(Stored data entries)
--- START ---

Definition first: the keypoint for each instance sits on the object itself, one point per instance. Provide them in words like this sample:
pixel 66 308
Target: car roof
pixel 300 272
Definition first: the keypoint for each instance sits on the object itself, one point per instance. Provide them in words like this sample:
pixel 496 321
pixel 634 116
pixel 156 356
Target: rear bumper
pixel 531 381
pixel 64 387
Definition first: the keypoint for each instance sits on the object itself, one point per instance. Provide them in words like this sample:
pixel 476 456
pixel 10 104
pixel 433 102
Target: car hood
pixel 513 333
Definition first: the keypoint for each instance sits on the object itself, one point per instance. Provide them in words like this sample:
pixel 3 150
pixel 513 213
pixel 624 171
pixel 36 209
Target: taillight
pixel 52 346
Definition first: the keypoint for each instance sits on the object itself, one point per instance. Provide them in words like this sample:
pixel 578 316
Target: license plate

--- END ---

- **TASK PROMPT**
Print exactly the line containing "pixel 3 150" and every line after it through the end of the records above, and nothing else.

- **OUTPUT OF THE TASK**
pixel 3 150
pixel 513 213
pixel 624 171
pixel 36 209
Target: taillight
pixel 52 346
Definition first: the keypoint for each instance sits on the object itself, one point per instance. Provide them in words like this sample:
pixel 578 316
Target: license plate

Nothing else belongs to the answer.